> [Görev Ayrıntıları]:
Kaynak metnin uzun paragrafında, anlatıcı dışında adıyla ya da yakınlık veya görev bildiren bir sözle anılan tekil kişilerin hepsini sırala.

> [Kaynak Metin]:
Dr. Nuh UçganİctimâiyatTöreli Yazılar
Trend

Kimlerdensiniz: Muğlak Mülâhazakârlardan mı, Kötü Niyetli Kurnazlardan mı?

Nuh Uçgan

Annem beni dünyaya getirdiğinde ismimi koymayı köyün imamına havale etmiş, köyün imamı da bana bir peygamber ismi vermeyi uygun görmüş. Bunlar benim iradem dışında gerçekleşen hadiseler. Ancak bir peygamber mesleği olan ilim adamlığını kendi irademle seçtim. Dolayısıyla bu mesleğin bir gereği olarak sizi bazı şeylerden haberdar etmem gerek. Türkiye’de bir tercihte bulunmanın bedelini ödemeye gözü kesmediği için muğlak alanları siyasi-bürokratik var oluşları için yararlı görenler, safların netleşmesinden kendi paylarına endişe ediyorlar. Muğlak alanlarda esnekçe at koşturmayı konforlu buluyorlar. Böylelikle devran dönse de kendilerince konumlarını riske atmamış oluyor, hükümetler değişse de sırtlarını değişmeyen devlete yaslayarak garantici davranmış oluyorlar. Saflar netleştiğinde öyle veya böyle bir tercih yapmak zorunda kalarak hem Musa’ya hem de İsa’ya yaranmaya dayalı hesaplarının bozulmasından endişe ediyorlar. Halbuki Türkiye, siyasi rejim bakımdan geri döndürülemez bir sürece girdi ve böyle değişim dönemleri berraklık ister, öyle ki bu zamanlar hem Musa’ya hem de İsa’ya yaranmaya çalışırken hem Musa’nın hem de İsa’nın gözünden düşeceğiniz zamanlardır.

> [Çıkarılan Veriler]:
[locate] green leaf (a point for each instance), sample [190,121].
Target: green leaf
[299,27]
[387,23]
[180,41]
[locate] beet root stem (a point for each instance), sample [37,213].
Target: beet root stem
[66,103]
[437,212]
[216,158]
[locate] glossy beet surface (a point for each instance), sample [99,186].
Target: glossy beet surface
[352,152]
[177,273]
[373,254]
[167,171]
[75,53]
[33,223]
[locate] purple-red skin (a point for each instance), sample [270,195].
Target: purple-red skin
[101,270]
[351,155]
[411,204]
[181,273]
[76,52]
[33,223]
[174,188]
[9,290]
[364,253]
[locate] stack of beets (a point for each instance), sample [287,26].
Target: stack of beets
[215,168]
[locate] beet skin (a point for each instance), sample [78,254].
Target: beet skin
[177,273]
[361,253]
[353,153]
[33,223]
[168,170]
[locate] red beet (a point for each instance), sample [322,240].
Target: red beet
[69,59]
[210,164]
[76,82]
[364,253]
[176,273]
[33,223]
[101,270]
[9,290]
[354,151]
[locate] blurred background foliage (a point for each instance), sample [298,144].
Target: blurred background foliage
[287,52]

> [Nihai Sonuç]:
- Annem
- Köyün imamı
- Musa
- İsa